Bodies Pile Up In Philippine Drug War

Bodies Pile Up In Philippine Drug War

August 4, 2016 – Men shot and left to bleed out on busy streets, mutilated corpses dumped in vacant lots. The bodies are piling up as President Rodrigo Duterte’s drug war brings terror to Filipino slums.

Hundreds of people have died since Duterte won a landslide election in May, promising to rid society of drugs and crime in six months by killing tens of thousands of criminals.

In one viral image summing up the human cost, a young woman howls in pain as she cradles her partner’s blood-soaked body under the glare of television lights as horrified bystanders look on from behind yellow police crime tape.

“My husband was innocent. He never hurt anyone,” Jennilyn Olayres said of her partner Michael Siaron, 30, a tricycle driver — refuting the crude cardboard poster left behind by the motorcycle-riding gunmen killers saying “drug pusher”.

Police figures showed this week that 402 drug suspects had been killed since Duterte was sworn in at the end of June. That figure does not include those slain by suspected vigilantes.

Local media reported that 603 people had been killed since Duterte’s May election, with 211 murdered by unidentified gunmen.

Police raids of suspected drug dealers’ hideouts have led to near-nightly deaths. Most of the dead suspects — often found face-down in pools of blood — had pistols lying next to them in the act of resisting arrest, according to authorities.

Suspected sympathy killings by anti-drug vigilantes have also left a trail of death. One man was attacked as he drove his tricycle, his body left hanging from the humble vehicle as blood dripped onto the street.

Other people have simply turned up dead in deserted streets and vacant lots at night, their faces cocooned in packaging tape and with cardboard signs accusing them of being drug dealers hanging on their chests.

-*-

**ACTIONS TO TAKE:**
1/ Name every person identified by name in the Philippine drug war article.
2/ Please transcribe the drug war article from "Hundreds of people" to "police crime tape.".

**RECORD EXCERPTS:**
-*-

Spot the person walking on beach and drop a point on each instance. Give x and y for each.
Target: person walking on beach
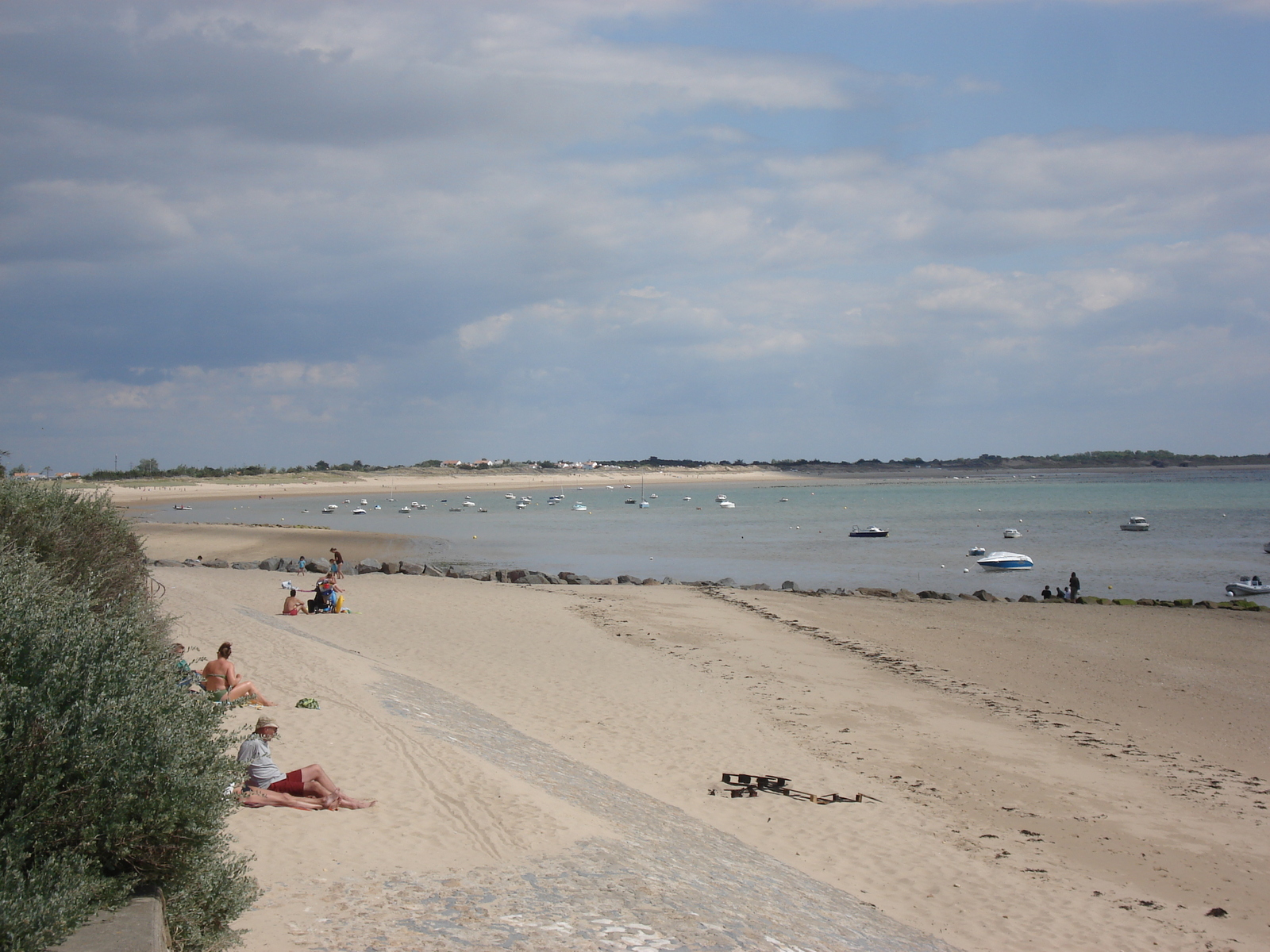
(309, 781)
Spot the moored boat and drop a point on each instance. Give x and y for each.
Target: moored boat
(872, 532)
(1005, 562)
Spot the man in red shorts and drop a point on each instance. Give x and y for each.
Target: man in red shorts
(309, 781)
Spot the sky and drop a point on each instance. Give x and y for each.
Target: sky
(273, 232)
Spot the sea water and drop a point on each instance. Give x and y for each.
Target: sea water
(1206, 528)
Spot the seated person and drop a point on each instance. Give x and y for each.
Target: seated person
(309, 781)
(224, 683)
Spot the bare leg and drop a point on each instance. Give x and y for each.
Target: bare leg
(245, 689)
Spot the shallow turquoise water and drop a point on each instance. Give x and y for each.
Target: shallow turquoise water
(1206, 530)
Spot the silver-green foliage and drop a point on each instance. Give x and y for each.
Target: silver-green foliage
(111, 777)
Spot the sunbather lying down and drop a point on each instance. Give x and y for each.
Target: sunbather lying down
(257, 797)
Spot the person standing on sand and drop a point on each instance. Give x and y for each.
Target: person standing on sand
(309, 781)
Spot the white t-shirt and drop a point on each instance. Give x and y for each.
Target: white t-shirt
(260, 766)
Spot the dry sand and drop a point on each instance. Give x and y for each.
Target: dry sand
(1051, 777)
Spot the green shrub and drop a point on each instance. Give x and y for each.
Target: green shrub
(112, 776)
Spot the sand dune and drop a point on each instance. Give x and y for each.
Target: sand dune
(543, 758)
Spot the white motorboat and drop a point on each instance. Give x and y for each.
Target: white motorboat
(1005, 562)
(872, 532)
(1248, 585)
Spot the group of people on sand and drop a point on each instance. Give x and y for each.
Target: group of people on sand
(1068, 594)
(306, 789)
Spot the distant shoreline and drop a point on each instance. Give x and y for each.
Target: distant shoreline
(160, 492)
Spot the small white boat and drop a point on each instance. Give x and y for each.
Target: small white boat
(1248, 585)
(1005, 562)
(872, 532)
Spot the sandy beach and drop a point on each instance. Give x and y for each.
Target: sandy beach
(1049, 777)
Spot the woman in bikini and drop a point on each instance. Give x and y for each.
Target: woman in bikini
(224, 683)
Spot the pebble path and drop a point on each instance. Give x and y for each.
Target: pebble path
(670, 881)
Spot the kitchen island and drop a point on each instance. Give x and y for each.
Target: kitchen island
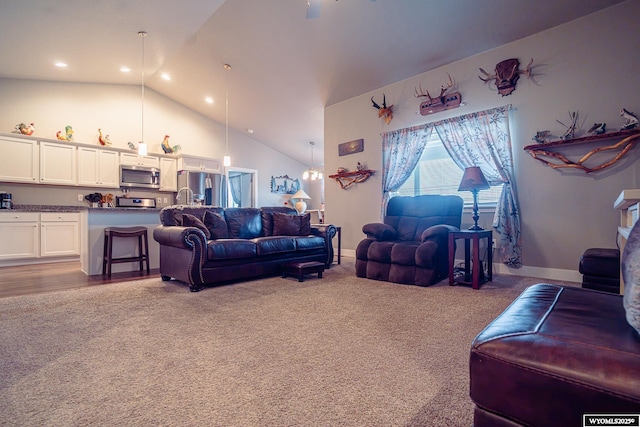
(93, 221)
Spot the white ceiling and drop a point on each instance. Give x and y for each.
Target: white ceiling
(285, 67)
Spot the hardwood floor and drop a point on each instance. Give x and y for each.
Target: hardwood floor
(38, 278)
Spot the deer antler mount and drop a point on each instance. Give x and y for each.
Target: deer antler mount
(444, 101)
(506, 75)
(384, 112)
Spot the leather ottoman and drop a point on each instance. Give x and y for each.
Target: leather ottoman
(555, 354)
(600, 269)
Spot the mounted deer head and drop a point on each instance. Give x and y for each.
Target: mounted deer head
(385, 112)
(506, 75)
(441, 102)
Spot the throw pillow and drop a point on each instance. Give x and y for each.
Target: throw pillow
(291, 225)
(216, 224)
(189, 220)
(631, 276)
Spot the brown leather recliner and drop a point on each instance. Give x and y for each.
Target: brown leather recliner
(411, 246)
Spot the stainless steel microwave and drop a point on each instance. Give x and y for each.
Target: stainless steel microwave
(139, 176)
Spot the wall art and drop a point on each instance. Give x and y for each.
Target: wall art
(351, 147)
(284, 184)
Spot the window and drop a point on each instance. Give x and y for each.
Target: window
(437, 173)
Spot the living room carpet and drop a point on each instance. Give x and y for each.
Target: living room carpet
(336, 351)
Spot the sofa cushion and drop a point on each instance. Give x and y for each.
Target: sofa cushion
(189, 220)
(291, 225)
(243, 223)
(216, 224)
(274, 245)
(231, 249)
(309, 243)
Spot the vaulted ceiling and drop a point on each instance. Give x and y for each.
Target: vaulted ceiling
(288, 62)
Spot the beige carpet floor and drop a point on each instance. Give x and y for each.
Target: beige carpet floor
(337, 351)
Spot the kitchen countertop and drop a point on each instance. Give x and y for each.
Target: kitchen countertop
(54, 208)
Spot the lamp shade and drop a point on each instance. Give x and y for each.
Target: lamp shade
(473, 179)
(300, 204)
(300, 194)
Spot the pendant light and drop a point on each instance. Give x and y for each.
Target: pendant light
(312, 172)
(142, 146)
(227, 158)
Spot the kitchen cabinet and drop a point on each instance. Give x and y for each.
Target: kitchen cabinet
(57, 163)
(198, 164)
(59, 234)
(168, 174)
(20, 235)
(98, 167)
(19, 161)
(135, 159)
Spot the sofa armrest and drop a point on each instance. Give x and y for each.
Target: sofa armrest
(379, 231)
(179, 237)
(437, 231)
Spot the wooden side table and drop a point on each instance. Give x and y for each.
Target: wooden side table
(474, 267)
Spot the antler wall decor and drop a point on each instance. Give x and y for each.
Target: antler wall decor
(506, 75)
(384, 112)
(441, 102)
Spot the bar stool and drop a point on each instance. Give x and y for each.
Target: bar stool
(143, 251)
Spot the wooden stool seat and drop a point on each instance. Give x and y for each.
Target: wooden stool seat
(299, 269)
(143, 247)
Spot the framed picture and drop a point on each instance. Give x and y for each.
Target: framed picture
(351, 147)
(284, 184)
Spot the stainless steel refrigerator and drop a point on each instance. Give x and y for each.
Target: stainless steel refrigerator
(201, 188)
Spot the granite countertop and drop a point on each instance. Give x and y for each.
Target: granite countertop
(55, 208)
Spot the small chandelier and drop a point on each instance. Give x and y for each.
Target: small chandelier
(312, 172)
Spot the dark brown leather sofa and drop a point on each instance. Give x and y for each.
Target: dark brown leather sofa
(555, 354)
(242, 244)
(411, 247)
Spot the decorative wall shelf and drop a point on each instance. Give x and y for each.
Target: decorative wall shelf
(547, 152)
(346, 179)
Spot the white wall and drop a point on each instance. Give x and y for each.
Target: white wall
(590, 65)
(116, 109)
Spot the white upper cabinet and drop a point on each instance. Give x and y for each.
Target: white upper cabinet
(168, 174)
(98, 167)
(19, 160)
(57, 163)
(135, 159)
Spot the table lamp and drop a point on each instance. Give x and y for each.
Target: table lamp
(473, 180)
(300, 204)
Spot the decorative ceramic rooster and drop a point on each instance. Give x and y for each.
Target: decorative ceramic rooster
(103, 140)
(67, 136)
(24, 129)
(631, 119)
(168, 148)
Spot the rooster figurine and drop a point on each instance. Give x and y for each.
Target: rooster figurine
(168, 148)
(67, 136)
(103, 140)
(631, 119)
(23, 129)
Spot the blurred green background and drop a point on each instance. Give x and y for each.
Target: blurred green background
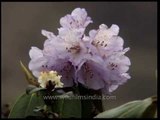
(21, 28)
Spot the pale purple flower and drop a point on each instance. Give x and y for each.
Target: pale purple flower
(96, 61)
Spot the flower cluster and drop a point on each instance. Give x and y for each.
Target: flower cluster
(97, 61)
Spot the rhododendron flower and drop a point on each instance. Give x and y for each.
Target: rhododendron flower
(96, 61)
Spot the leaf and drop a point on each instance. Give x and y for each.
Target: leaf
(29, 77)
(67, 106)
(146, 108)
(25, 105)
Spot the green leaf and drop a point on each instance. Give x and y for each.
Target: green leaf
(25, 105)
(146, 108)
(67, 106)
(29, 77)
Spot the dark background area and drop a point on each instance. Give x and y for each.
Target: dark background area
(21, 29)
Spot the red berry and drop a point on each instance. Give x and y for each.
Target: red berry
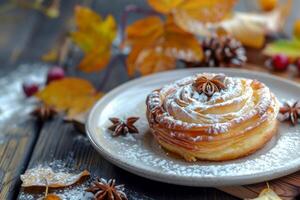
(30, 88)
(297, 63)
(280, 62)
(55, 73)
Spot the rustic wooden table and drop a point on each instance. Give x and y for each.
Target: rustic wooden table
(24, 36)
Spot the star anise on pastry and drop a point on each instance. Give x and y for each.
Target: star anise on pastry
(122, 127)
(44, 112)
(107, 190)
(209, 86)
(291, 112)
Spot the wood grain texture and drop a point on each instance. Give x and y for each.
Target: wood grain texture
(59, 141)
(15, 148)
(24, 37)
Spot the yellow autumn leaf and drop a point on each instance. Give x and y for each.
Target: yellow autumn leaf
(251, 28)
(156, 45)
(94, 35)
(191, 14)
(73, 95)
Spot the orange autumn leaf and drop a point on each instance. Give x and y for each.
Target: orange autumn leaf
(164, 6)
(94, 35)
(190, 13)
(73, 95)
(156, 45)
(251, 28)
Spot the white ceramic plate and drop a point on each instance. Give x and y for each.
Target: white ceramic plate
(141, 155)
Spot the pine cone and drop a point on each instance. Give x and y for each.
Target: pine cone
(223, 51)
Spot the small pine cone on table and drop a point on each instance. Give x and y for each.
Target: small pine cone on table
(223, 51)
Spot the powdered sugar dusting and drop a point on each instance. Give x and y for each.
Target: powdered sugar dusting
(141, 154)
(181, 105)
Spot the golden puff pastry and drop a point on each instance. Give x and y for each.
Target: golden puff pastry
(212, 117)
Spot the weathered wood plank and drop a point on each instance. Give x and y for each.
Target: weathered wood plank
(24, 35)
(16, 145)
(59, 141)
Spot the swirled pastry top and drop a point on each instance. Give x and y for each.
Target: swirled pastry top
(179, 107)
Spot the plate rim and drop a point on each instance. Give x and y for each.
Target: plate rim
(186, 180)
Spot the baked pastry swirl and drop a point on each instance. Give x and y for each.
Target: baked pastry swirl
(234, 120)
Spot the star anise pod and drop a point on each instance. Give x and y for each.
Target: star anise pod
(107, 190)
(121, 127)
(209, 86)
(44, 112)
(291, 112)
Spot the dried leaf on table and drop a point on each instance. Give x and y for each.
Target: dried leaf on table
(155, 45)
(37, 176)
(94, 35)
(189, 14)
(73, 95)
(251, 28)
(290, 48)
(267, 194)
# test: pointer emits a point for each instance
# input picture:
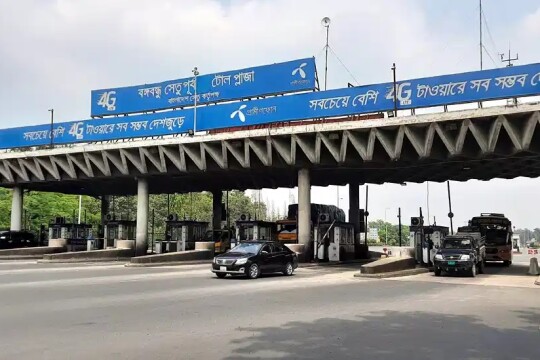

-*-

**PER-TASK ANSWERS:**
1/ Rodrigo Duterte, Jennilyn Olayres, Michael Siaron

2/
Hundreds of people have died since Duterte won a landslide election in May, promising to rid society of drugs and crime in six months by killing tens of thousands of criminals.

In one viral image summing up the human cost, a young woman howls in pain as she cradles her partner’s blood-soaked body under the glare of television lights as horrified bystanders look on from behind yellow police crime tape.